──────── Material provided ────────
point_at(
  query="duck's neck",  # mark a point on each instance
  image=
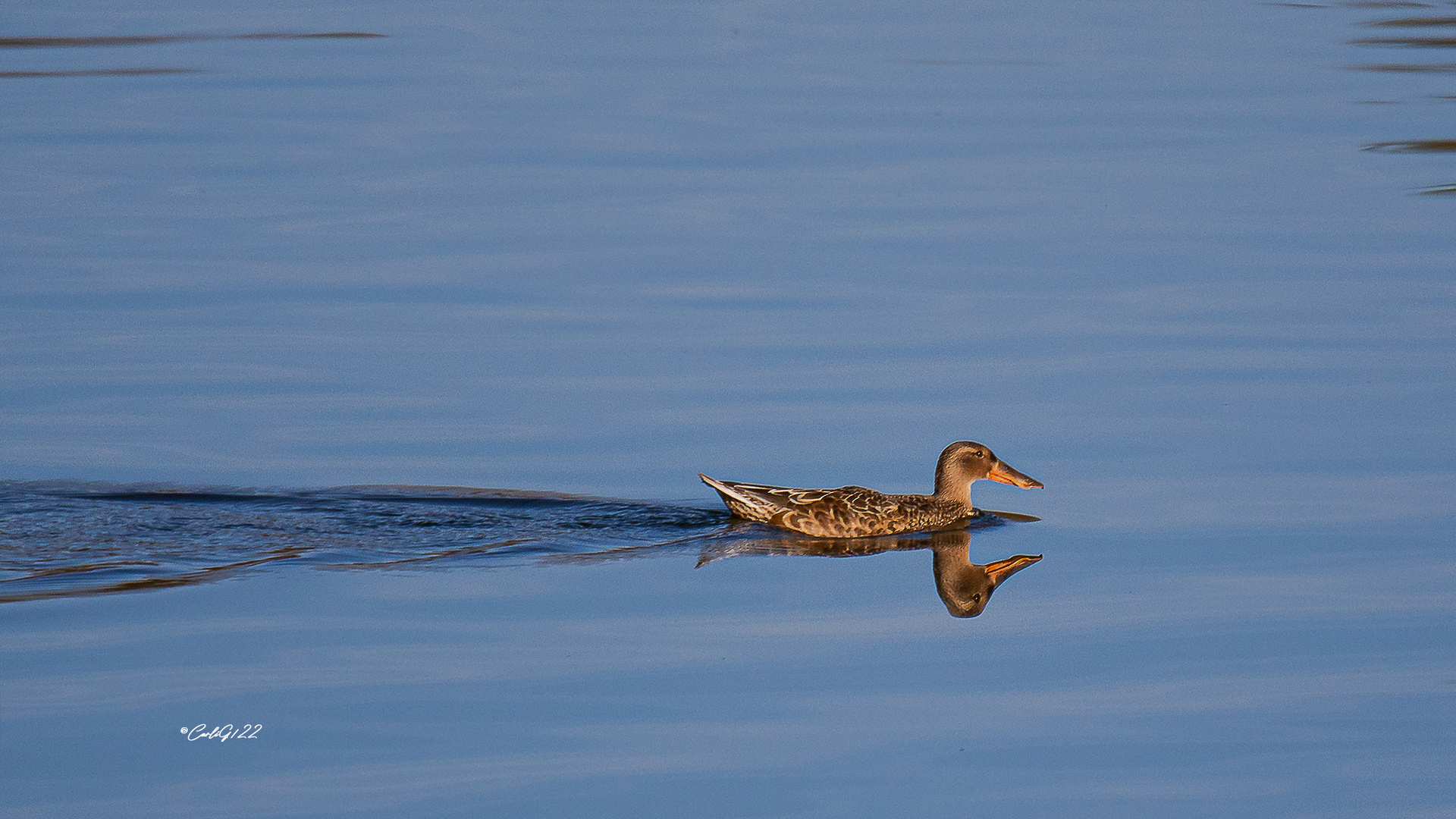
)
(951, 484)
────────
──────── Material provided ────────
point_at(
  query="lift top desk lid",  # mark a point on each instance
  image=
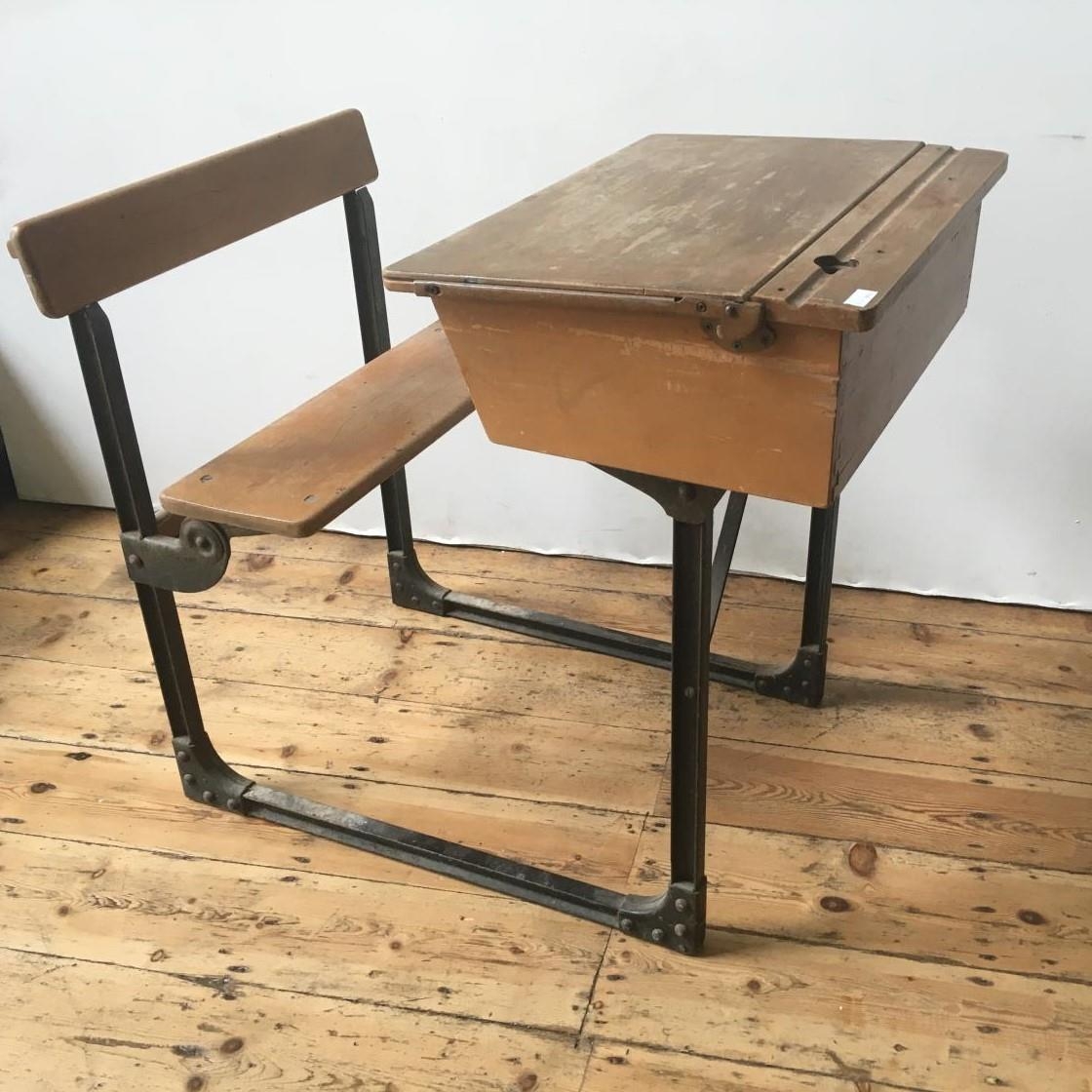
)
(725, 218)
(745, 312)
────────
Problem to solve: Every line above that contains "instance" counts once. Give the number of those lines and nothing more.

Solution for this problem: 2